:: RECORDS

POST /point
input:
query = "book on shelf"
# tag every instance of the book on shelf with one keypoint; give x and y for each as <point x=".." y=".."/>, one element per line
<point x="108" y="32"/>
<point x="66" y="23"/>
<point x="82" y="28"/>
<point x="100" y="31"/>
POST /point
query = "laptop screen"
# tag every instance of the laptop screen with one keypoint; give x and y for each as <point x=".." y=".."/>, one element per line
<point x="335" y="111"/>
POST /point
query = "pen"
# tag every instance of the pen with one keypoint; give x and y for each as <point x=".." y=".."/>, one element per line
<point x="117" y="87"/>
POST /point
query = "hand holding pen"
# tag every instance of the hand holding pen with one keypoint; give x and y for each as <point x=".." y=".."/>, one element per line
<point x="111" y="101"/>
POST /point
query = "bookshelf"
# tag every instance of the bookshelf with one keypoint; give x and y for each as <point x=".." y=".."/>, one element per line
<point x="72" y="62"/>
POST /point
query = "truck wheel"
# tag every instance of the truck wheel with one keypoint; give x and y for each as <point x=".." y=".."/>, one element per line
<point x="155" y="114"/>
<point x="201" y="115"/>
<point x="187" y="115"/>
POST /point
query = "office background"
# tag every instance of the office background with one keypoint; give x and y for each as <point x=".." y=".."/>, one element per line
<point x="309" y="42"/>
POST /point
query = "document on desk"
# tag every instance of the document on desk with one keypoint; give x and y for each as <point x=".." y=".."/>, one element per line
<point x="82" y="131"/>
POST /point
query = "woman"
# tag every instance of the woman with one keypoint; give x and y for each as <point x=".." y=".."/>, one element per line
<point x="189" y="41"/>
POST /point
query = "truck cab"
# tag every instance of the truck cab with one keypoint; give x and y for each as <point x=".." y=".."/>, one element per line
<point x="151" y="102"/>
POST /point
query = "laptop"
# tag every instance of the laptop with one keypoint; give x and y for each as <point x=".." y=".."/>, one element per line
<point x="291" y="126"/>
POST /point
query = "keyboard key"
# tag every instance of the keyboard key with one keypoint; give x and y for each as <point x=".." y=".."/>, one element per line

::::

** EXERCISE GOAL **
Quote the entire listing above exactly.

** ANSWER BELOW **
POST /point
input:
query = "book on shelf"
# tag every instance of the book on shelf with one keypoint; give x and y for each as <point x=".." y=".."/>, one element per line
<point x="108" y="32"/>
<point x="66" y="23"/>
<point x="82" y="28"/>
<point x="100" y="31"/>
POST /point
query = "laptop screen"
# tag every instance of the laptop screen with one keypoint; give x and y for each as <point x=".." y=".."/>, one element per line
<point x="335" y="111"/>
POST /point
query = "pen"
# tag every instance of the pen with one keypoint; give x and y for each as <point x=".." y=".."/>, one element per line
<point x="117" y="87"/>
POST /point
query = "hand holding pen"
# tag every instance of the hand holding pen with one keypoint; give x and y for each as <point x=".." y=".."/>, one element per line
<point x="111" y="101"/>
POST /point
query = "bookshelf"
# tag every instance of the bookshelf with one keypoint; give x and y for each as <point x=".." y=".."/>, one element per line
<point x="72" y="62"/>
POST /point
query = "truck wheel"
# tag every instance of the truck wheel with one keypoint; give x and y for each as <point x=".." y=".."/>, one element per line
<point x="155" y="114"/>
<point x="201" y="115"/>
<point x="187" y="115"/>
POST /point
query = "office background"
# tag every instance of the office background with one keypoint; give x and y for each as <point x=".." y=".."/>, one element per line
<point x="309" y="42"/>
POST /point
query = "document on desk"
# tag every instance of the document on desk with one keypoint; give x and y for each as <point x=".." y=".."/>, one element per line
<point x="82" y="131"/>
POST /point
query = "woman"
# tag every instance of the woman with one keypoint; give x and y for each as <point x=".." y=".."/>, one element per line
<point x="189" y="41"/>
POST /point
query = "truck cab"
# tag every instance of the truck cab with one keypoint; give x and y for each as <point x=".." y=".."/>, one element per line
<point x="151" y="102"/>
POST /point
query = "laptop"
# tag every instance of the laptop with one keypoint; give x and y for each as <point x=".." y=".."/>, one element per line
<point x="291" y="126"/>
POST /point
query = "keyboard key"
# tag every instance of the keyboard key with one keypoint; give x and y for each as <point x=".." y=".."/>, one element per line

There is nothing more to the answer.